Text segment
# # # #
Skip to main content

Overview

Dataset class for LPTM models, supporting forecasting, imputation, detection, and classification tasks.

Class signature

class LPTMDataset(BaseDataset):
    def __init__(
        self,
        name: str = None,
        datetime_col: str = None,
        path: str = None,
        batchsize: int = 16,
        mode: str = "train",
        boundaries: list = [0, 0, 0],
        horizon: int = 0,
        task_name: str = "forecasting",
        label_col: str = None,
        stride: int = 10,
        seq_len: int = 512,
        **kwargs,
    )

Parameters

name
str
default:"None"
Name of the dataset. Used to locate data automatically.
datetime_col
str
default:"None"
Name of the datetime column in the CSV file.
# # # #
Directive 1
Find each line in the records below that contains the string "surface", and copy those lines out. Case counts.
# # # #
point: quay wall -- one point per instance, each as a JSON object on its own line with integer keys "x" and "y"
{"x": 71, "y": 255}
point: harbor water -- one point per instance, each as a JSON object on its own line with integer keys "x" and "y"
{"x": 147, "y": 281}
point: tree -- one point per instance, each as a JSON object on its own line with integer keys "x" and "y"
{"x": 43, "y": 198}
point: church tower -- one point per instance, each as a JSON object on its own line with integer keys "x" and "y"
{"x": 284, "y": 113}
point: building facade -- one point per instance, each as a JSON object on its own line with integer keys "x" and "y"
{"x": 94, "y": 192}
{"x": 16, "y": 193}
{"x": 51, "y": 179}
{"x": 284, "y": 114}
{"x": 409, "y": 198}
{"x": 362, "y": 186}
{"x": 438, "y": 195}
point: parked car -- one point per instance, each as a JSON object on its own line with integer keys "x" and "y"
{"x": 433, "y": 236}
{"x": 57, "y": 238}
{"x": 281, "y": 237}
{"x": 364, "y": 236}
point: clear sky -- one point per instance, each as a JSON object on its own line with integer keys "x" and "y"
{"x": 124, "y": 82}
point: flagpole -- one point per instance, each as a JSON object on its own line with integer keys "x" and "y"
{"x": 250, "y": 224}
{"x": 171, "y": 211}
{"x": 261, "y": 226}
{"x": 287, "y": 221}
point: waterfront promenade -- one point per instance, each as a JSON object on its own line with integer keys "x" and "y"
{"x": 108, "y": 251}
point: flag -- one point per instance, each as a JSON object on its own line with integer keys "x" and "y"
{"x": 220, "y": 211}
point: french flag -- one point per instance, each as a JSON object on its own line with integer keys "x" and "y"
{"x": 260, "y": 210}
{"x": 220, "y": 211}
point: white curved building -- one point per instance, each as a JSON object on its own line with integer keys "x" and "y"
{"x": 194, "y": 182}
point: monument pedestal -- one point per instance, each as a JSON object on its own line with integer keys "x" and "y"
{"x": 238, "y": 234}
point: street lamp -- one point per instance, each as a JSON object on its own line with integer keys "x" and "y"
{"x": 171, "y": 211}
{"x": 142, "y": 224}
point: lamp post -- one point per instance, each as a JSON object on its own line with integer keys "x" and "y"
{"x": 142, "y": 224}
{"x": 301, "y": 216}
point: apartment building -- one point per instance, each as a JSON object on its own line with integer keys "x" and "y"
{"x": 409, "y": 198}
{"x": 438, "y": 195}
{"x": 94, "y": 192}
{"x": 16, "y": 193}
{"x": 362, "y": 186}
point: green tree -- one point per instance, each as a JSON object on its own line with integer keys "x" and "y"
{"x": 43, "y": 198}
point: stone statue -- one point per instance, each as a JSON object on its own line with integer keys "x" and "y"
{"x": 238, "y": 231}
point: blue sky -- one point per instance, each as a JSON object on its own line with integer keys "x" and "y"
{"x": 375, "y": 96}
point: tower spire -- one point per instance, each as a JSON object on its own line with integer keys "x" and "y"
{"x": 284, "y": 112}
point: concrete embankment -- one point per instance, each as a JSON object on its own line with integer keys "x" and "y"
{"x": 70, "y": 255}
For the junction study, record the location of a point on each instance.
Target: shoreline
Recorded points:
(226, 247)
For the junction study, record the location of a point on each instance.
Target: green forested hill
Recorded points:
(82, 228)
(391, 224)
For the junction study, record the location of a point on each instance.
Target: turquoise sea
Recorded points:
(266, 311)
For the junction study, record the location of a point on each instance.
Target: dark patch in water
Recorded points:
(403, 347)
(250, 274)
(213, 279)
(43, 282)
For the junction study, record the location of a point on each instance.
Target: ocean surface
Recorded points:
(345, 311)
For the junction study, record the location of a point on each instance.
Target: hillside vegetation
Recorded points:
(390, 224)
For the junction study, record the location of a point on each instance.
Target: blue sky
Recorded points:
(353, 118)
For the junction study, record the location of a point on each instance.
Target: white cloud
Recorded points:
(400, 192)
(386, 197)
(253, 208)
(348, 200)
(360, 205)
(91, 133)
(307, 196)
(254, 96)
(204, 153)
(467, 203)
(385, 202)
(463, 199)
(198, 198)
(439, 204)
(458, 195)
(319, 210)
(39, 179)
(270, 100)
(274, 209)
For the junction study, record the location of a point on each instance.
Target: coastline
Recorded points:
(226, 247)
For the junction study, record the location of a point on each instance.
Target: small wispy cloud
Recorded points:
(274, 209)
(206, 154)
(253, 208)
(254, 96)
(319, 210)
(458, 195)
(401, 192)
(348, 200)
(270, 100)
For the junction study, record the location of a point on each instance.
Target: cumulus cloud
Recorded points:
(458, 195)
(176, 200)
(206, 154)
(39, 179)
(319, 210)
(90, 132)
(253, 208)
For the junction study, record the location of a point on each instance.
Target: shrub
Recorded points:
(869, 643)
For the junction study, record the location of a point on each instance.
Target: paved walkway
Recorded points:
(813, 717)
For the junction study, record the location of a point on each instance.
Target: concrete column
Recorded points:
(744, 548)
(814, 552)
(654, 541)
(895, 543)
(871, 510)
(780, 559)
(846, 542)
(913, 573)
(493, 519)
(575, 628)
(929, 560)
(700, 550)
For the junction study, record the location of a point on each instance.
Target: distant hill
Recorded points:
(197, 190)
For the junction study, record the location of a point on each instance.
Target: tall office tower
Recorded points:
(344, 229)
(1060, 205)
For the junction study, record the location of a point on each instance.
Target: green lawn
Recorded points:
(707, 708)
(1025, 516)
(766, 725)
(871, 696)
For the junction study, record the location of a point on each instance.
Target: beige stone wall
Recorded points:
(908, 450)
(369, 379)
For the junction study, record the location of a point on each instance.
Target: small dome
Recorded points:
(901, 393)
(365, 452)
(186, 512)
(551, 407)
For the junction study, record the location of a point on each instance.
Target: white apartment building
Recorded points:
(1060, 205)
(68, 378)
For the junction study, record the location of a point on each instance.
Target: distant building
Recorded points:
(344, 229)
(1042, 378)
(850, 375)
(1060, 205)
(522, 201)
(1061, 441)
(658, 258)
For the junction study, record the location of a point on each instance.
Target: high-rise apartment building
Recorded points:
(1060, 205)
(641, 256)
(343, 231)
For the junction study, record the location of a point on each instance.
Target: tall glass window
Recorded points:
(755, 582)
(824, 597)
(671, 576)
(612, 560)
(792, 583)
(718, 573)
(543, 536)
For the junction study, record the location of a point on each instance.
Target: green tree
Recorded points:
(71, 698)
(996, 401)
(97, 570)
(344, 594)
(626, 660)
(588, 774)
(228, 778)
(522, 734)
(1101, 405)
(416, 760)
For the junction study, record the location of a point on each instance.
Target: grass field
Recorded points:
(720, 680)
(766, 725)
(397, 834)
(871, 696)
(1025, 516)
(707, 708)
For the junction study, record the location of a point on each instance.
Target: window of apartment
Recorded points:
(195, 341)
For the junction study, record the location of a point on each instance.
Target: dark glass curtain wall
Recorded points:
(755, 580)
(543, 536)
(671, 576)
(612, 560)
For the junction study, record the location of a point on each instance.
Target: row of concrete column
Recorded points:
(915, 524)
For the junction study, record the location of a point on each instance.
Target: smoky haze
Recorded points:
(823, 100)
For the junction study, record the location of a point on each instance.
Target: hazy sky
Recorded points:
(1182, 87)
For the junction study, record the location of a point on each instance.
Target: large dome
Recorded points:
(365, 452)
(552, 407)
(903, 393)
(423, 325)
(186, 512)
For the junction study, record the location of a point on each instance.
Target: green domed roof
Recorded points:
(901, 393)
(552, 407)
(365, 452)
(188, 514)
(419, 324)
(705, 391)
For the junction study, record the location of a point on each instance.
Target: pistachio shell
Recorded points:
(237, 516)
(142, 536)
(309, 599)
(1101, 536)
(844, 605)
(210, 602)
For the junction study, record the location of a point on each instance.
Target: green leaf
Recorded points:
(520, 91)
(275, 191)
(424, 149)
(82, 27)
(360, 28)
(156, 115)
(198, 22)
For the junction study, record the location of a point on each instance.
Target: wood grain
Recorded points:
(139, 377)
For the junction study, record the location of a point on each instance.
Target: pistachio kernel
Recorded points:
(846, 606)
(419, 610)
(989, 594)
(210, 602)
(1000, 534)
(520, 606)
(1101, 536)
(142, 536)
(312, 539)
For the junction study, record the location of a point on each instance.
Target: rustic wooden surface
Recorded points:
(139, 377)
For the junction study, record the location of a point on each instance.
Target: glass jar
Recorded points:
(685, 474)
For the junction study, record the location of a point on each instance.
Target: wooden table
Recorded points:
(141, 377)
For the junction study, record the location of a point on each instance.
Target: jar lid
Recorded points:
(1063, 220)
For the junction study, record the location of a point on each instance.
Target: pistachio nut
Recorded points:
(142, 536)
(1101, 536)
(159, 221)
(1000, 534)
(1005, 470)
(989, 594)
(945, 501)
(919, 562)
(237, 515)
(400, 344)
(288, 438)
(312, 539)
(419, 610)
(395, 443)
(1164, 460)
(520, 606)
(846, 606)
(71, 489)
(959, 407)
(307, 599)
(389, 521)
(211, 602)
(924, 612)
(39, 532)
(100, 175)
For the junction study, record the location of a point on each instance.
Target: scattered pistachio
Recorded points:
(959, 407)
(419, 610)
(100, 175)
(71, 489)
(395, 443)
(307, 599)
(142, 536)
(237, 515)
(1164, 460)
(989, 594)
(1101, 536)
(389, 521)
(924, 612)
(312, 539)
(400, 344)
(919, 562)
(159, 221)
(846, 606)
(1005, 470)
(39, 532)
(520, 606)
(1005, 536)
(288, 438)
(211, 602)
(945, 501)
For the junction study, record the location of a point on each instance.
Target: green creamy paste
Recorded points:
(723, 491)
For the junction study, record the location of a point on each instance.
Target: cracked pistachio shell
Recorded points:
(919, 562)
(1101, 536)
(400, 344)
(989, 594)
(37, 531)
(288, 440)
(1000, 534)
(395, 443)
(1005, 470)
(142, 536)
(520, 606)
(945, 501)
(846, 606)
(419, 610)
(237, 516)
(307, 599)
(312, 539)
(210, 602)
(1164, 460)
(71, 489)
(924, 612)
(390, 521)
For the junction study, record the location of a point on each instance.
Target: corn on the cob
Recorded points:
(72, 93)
# # # #
Directive 2
Reproduce the full LPTMDataset reference page above without changing anything.

Output 1
Target: ocean surface
Target: rustic wooden surface

Output 2
Skip to main content

Overview

Dataset class for LPTM models, supporting forecasting, imputation, detection, and classification tasks.

Class signature

class LPTMDataset(BaseDataset):
    def __init__(
        self,
        name: str = None,
        datetime_col: str = None,
        path: str = None,
        batchsize: int = 16,
        mode: str = "train",
        boundaries: list = [0, 0, 0],
        horizon: int = 0,
        task_name: str = "forecasting",
        label_col: str = None,
        stride: int = 10,
        seq_len: int = 512,
        **kwargs,
    )

Parameters

name
str
default:"None"
Name of the dataset. Used to locate data automatically.
datetime_col
str
default:"None"
Name of the datetime column in the CSV file.